::: Stored data :::

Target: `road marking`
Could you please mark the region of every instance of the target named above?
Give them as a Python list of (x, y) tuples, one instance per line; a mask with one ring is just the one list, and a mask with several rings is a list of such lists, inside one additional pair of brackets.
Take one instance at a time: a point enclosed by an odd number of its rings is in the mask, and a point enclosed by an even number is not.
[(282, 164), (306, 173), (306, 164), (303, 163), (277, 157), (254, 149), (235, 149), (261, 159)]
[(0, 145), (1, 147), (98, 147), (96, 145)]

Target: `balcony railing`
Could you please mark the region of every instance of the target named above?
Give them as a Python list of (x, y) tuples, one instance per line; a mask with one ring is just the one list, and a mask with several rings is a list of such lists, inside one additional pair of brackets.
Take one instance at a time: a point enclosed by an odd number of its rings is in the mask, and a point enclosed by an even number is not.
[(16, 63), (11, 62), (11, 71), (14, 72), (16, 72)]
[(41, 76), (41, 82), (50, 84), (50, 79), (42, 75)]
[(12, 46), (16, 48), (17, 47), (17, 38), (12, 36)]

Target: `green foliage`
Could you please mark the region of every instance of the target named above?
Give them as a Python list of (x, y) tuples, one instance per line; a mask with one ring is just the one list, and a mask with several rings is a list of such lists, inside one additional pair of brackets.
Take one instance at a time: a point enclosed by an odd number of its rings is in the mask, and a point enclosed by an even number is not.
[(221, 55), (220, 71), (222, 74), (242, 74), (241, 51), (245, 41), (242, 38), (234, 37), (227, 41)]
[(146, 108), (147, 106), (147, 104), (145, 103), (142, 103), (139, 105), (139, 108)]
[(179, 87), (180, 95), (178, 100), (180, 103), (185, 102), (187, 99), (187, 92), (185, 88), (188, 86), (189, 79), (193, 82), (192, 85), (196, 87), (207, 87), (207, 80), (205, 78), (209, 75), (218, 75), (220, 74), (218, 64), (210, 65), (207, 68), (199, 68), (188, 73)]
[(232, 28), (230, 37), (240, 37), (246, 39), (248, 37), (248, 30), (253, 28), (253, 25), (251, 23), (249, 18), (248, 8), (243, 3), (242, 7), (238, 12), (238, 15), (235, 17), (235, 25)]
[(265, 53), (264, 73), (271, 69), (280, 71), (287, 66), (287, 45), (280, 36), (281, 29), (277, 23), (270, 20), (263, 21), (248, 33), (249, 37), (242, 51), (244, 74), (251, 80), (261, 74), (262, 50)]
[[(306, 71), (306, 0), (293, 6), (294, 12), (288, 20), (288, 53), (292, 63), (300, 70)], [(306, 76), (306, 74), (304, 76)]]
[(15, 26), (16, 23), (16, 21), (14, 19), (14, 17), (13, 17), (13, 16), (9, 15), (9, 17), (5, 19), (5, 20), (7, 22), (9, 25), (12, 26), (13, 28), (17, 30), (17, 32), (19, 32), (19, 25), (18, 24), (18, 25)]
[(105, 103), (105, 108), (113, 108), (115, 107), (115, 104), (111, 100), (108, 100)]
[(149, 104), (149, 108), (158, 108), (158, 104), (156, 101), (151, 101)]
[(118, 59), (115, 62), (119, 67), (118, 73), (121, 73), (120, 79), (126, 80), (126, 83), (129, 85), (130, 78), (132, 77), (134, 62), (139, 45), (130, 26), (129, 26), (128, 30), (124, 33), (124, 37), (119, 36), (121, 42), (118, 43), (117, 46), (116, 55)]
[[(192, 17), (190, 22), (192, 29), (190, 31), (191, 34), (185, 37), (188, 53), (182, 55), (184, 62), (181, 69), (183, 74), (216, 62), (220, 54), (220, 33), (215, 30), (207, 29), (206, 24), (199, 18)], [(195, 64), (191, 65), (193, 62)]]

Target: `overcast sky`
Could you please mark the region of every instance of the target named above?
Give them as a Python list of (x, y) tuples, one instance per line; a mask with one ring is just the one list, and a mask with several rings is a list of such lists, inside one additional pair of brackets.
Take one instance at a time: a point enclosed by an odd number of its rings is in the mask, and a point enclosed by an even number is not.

:::

Copy out everything from the start of the records down to and including the line containing "[(12, 46), (16, 48), (17, 47), (17, 38), (12, 36)]", requests included, but scale every x and y coordinate in the answers by 2.1, rounding each result to the nearest whole number with halves rounded up.

Target: `road marking`
Could you please mark the region of every instance of the target named above?
Give them as a Python list of (x, y) tuples, one instance per line; a mask with one ring is just the one list, and a mask with several rings is a list of such lists, inside one additional pair of brackets.
Take one instance at a time: a point enclosed by an odd number of its rings is in the mask, and a point enclosed by an even number is not.
[(592, 344), (643, 363), (643, 344), (636, 342), (582, 330), (533, 313), (494, 313), (548, 334)]
[(0, 305), (2, 309), (206, 309), (202, 305)]

Target: `balcony railing`
Could you please mark the region of every instance of the target named above?
Give them as a Python list of (x, y) tuples, one instance per line; a mask with one ring is just the one list, and a mask with several rings is a list of such lists, inside one additional pair of brackets.
Take one instance at a time: a point enclosed by an odd number of its rings is in the mask, and a point enclosed by an even number is not.
[(34, 132), (23, 130), (23, 149), (29, 151), (34, 151)]
[(86, 160), (86, 172), (105, 176), (105, 166), (88, 158)]
[(25, 97), (34, 101), (36, 99), (36, 80), (25, 76)]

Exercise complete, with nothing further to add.